[Location annotation dataset excerpts]
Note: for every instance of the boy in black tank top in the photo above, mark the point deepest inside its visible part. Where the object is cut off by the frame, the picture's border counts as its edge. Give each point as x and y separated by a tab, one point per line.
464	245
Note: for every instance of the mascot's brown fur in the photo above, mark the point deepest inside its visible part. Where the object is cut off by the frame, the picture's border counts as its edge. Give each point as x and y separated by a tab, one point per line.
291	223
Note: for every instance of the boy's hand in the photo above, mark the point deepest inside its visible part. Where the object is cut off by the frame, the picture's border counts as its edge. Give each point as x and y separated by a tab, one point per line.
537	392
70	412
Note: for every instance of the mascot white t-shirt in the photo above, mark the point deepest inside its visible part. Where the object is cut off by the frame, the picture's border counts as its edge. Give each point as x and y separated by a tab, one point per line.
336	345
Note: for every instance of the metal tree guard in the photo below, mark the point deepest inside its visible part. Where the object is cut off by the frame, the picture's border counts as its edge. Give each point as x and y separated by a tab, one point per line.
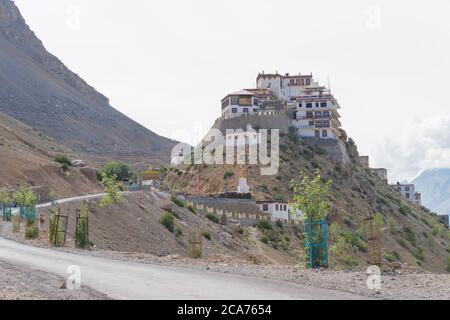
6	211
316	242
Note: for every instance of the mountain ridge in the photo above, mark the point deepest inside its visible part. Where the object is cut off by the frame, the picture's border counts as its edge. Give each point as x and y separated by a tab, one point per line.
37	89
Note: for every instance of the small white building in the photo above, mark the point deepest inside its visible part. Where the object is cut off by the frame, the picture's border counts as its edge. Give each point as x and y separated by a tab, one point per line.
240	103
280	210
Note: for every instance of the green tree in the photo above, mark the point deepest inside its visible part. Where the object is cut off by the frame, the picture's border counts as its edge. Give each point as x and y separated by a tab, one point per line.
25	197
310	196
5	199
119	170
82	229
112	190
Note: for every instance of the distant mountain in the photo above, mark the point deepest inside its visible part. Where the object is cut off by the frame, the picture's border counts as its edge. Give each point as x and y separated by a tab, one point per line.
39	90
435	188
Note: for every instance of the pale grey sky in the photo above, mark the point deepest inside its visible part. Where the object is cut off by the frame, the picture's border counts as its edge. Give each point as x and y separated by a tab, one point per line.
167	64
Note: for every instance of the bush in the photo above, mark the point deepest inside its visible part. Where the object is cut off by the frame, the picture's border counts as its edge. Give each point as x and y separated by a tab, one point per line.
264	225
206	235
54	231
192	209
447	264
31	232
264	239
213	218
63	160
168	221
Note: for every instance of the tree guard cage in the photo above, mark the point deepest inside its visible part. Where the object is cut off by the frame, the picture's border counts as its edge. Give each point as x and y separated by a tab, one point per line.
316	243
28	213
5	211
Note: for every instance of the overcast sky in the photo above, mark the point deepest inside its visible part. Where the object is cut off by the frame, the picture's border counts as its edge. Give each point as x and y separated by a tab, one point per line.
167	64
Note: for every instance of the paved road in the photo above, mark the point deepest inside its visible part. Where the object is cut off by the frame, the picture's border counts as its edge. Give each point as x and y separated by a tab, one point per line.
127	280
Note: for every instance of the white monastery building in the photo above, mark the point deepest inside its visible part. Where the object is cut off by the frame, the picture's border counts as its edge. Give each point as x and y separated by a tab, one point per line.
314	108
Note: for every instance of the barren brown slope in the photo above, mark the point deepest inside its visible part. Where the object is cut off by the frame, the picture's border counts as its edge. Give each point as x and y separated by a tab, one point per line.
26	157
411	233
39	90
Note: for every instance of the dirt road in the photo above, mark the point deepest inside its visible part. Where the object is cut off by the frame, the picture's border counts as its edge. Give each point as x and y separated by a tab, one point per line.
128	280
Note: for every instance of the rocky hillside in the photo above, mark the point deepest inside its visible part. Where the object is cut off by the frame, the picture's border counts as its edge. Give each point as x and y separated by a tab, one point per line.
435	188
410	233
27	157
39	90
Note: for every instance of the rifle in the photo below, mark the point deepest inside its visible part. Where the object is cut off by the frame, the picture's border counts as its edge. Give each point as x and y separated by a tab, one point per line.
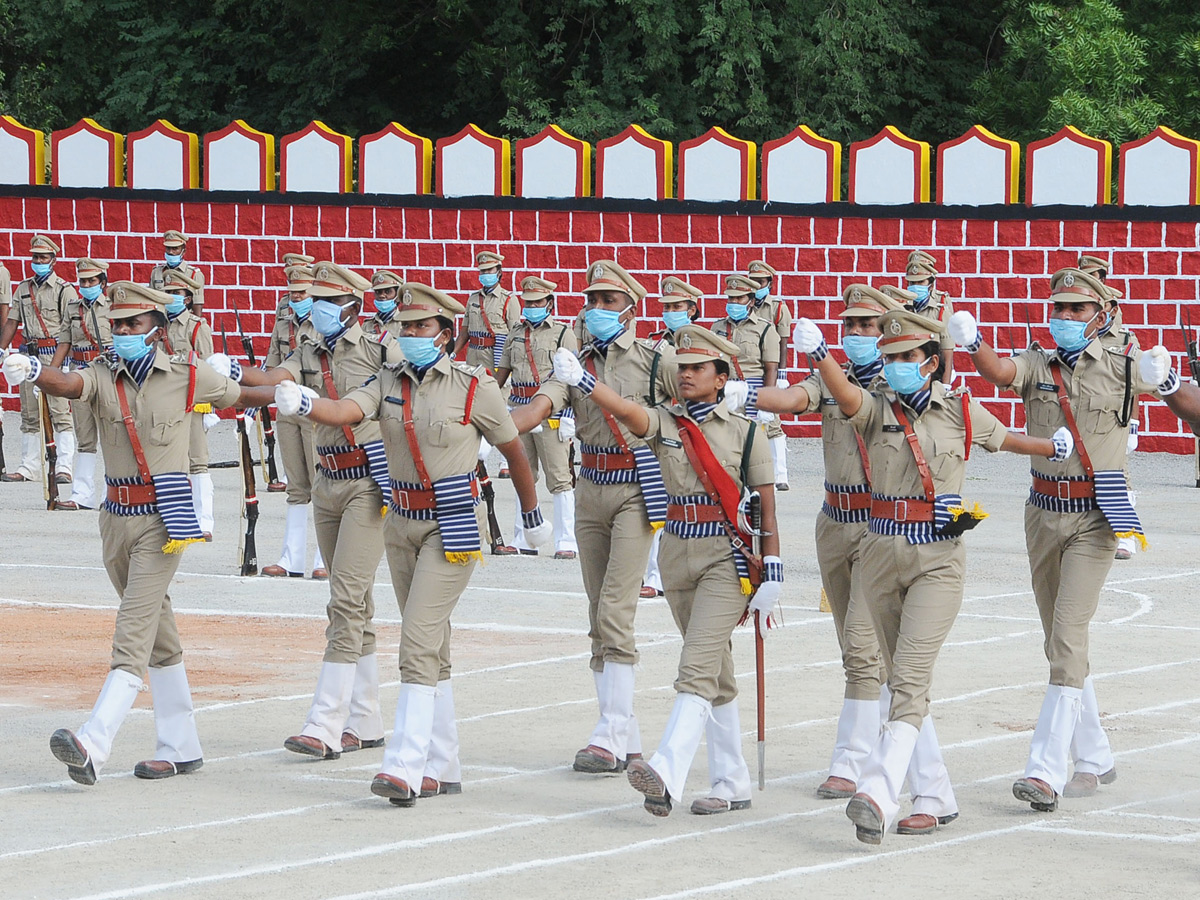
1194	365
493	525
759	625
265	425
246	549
...
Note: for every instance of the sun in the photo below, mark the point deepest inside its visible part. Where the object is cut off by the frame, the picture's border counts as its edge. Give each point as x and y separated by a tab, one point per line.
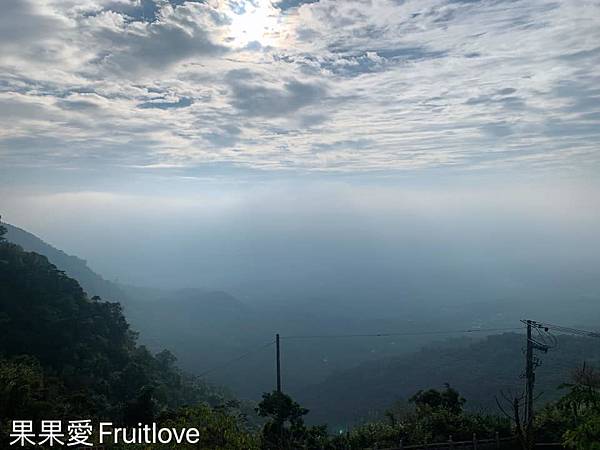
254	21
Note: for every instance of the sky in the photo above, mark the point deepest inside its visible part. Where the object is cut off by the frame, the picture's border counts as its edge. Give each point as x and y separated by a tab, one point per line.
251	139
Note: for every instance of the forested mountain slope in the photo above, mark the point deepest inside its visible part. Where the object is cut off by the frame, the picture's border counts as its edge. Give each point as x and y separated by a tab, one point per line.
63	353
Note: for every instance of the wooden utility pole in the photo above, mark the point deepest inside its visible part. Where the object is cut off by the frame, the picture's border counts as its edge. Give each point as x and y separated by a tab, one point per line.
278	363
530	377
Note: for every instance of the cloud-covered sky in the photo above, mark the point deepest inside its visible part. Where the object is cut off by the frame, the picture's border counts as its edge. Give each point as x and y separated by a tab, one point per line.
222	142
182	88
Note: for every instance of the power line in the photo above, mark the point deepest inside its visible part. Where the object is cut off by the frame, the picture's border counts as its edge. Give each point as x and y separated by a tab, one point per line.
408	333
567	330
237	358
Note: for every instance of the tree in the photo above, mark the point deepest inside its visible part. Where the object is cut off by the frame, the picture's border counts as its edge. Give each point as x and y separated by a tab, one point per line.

# [Your goal]
Rewrite the data between the lines holding "Note: for every instance of the wooden" and "Note: for every instance of the tree in", inclusive, with "tab" changed to "single space" and nothing else altered.

# [Output]
Note: for every instance of the wooden utility pole in the photo above, mark the point deepest inside its visible part. Where the object is cut off by the frame, the picture's border counts as its edge. Give each point as x and y separated by a single space, one point per line.
278	363
530	377
Note: for every instance of the cloud-covered sky in the photo above, mark the point deepest inside its visible part. Where the object is cut off by the frame, the picture's border counts as its edge. Give each point as x and y separated by a single space, one point per line.
222	142
182	88
Note: for every instance of the power line in the photo above, mark the point deepest inside its visible part. Where the object is cut off by the frame, the picture's border counts as its edge. Give each point as x and y separated by a single space, one point per line.
408	333
567	330
237	358
Note: for every instance of the tree in the photo above, mark the point deepest inside its visible part. Where the object is cut off by the frame, the picture's border counts as its edge. Give each point as x and y separated by a single space, one point per line.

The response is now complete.